FIRST APPELLATE DISTRICT
DIVISION THREE
WILDA WHITE,
Plaintiff and Appellant,
A141212
v.
CHRISTOPHER EDLEY et al., (Alameda County
Super. Ct. No. RG13688585)
Defendant and Respondent.
Wilda White brought this action for defamation, deceit and breach of contract
against former University of California Berkeley School of Law1 Dean Christopher
Edley, Jr., two law school employees, and the University of California Regents. Edley
and Boalt Administrative Assistant Ayn Lowry moved to strike the complaint’s causes of
action for libel per se under California’s anti-SLAPP (strategic lawsuit against public
participation) statute, Code of Civil Procedure section 425.16.2 All parties concede that
White’s allegations arose from protected activity within the meaning of the anti-SLAPP
statute. The trial court granted the motion on the grounds that the allegedly defamatory
statements were nonactionable and that they fell within the official duty privilege of Civil
Code section 47, subdivision (a). We affirm.
1
Although in 2007 the law school changed its official name to UC Berkeley
School of Law, we follow the complaint’s practice of referring to it by the informal name
Boalt Hall, or Boalt. (See Lattman, P., The Renaming of Boalt Hall, WSJ Law Blog, Oct.
15, 2007.)
2
Hereinafter section 425.16.
1
BACKGROUND
Between December 2008 and June 2013, White was the executive director of the
Thelton E. Henderson Center for Social Justice (the Henderson Center), a department at
Boalt Hall. In April 2013 the law school decided not to renew White’s appointment for
the ensuing academic year. The decision was based, in part, on a public outburst by
White at a gala welcoming prospective African-American students to Boalt. White spoke
at the event and, rather than welcome the attendees, aired her personal disagreements
with the University, told them the event was “a fraud,” and warned them that attending
Boalt would expose them to sexual harassment and racial hostility from faculty and
students. White encouraged the prospective students to instead attend the “Justice
School,” a new law school she was originating.
Upon being informed her appointment would not be renewed, White sued Boalt
faculty member and executive director of the Henderson Center Mary Louise Frampton
for intentional infliction of emotional distress and deceit. The Frampton lawsuit alleged
there was racial hostility at the law school in general and included specific allegations
against Frampton, Dean Edley, and other Boalt faculty and staff. White accused
Frampton of falsifying her June 2011 performance evaluation “by falsely and maliciously
attributing to faculty members odious statements” about her, conspiring to falsify
employee time sheets, fraudulently inducing White to work without pay during the
summers of 2011 and 2012, and terminating her for reporting Frampton’s alleged
misconduct.

(Labeled shape data)

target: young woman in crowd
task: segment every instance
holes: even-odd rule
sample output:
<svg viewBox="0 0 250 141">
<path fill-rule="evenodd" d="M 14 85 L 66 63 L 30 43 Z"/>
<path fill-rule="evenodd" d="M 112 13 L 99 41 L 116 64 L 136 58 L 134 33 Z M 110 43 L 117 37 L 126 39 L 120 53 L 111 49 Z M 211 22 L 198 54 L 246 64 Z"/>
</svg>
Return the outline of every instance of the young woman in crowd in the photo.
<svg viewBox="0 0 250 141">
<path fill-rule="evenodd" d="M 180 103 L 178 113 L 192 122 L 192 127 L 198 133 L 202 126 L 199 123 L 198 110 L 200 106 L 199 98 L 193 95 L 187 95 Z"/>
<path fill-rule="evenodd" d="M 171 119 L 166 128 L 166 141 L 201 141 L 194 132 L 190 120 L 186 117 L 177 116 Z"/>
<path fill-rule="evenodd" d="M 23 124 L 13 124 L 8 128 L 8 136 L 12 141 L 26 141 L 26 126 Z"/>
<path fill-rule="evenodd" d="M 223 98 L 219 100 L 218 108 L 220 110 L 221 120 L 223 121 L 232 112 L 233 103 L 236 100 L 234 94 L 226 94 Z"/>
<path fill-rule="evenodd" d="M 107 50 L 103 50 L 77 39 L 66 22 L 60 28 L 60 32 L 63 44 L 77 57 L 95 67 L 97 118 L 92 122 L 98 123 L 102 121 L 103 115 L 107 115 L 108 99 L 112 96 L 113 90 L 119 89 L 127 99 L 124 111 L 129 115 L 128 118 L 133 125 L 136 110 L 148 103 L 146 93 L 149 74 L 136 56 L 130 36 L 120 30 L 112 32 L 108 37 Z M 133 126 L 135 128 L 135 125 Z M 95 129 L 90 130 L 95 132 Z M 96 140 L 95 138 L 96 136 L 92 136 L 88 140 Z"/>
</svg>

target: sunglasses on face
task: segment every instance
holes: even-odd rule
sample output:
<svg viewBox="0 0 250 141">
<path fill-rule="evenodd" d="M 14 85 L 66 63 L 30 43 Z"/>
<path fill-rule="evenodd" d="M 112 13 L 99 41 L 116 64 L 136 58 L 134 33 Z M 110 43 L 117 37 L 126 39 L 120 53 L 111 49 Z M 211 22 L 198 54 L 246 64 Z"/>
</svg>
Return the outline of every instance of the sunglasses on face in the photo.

REQUIRED WORK —
[1] In the court opinion excerpt about Wilda White's lawsuit, what position did White hold at Boalt Hall between December 2008 and June 2013?
[2] Extend the court opinion excerpt about Wilda White's lawsuit, beginning after its last sentence and keeping its style.

EXERCISE ANSWERS —
[1] She was the executive director of the Thelton E. Henderson Center for Social Justice.

[2]
White discussed these allegations widely among students, faculty and peers. On
June 14, 2013, she sent an email to the Boalt Hall community captioned “Berkeley Law
Fires Henderson Center Executive Director Wilda White for Whistle blowing on Mary
Louise Frampton—Race a Factor, Lawsuit Says.” Her e-mail described her accusations
of racism and fraud at Boalt and implicated the law school, Dean Edley and other law
school officials in addition to Professor Frampton. White posted information about the
Frampton complaint on her personal website, again referring specifically to the
University of California, Dean Edley, and other faculty and staff. She also publicized her
2
allegations on her public blog and Twitter feed, and was quoted about her claims in The
Daily Californian.
Not surprisingly, Dean Edley and others at Boalt received inquiries about White’s
claims from faculty, students and the media. Lowry heard students and faculty members
discussing White’s email and the lawsuit. For example, she observed students and
faculty discussing the matter in the campus café, and on one occasion a student
commented to her that it seemed like “ ‘half the Berkeley Law faculty was implicated.’ ”
It was clear to Lowry that there was widespread interest in White’s allegations.
Dean Edley eventually felt compelled to respond to White’s public accusations
and commentaries. On July 2, 2013, he drafted and sent a letter about White’s litigation
to “Members of the Berkeley Law Community.” Edley chose recipients he believed
would be interested given their connection to the law school. The letter, in full, stated:
“As many of you are now aware, we are regretfully involved in a contentious
public dispute with Wilda White, the former executive director of Berkeley Law’s
Thelton Henderson Center for Social Justice. Because this is both a personnel matter and
a subject of litigation, there are constraints on what I can say at this time, but I can and
must broadly respond to what are utterly false allegations.
“First and foremost, I have complete faith in the current leadership and staff of the
Henderson Center, particularly our faculty director, Professor Mary Louise Frampton.
Their professional skills and values have been essential ingredients in the Center’s
success, the extent to which it has helped to advance the cause of social justice in
neighboring communities and in this country, and the contributions the Center makes to
Berkeley Law.
“Despite what you may have heard or read, Ms. White was not fired. For solely
professional reasons, we made a decision not to extend or renew her employment
contract, which ended on June 30th. We have already begun the process of searching for
a new executive director, and I am confident that the Henderson Center’s reputation and
3
the support it enjoys on- and off-campus will ensure a highly talented and diverse set of
applicants.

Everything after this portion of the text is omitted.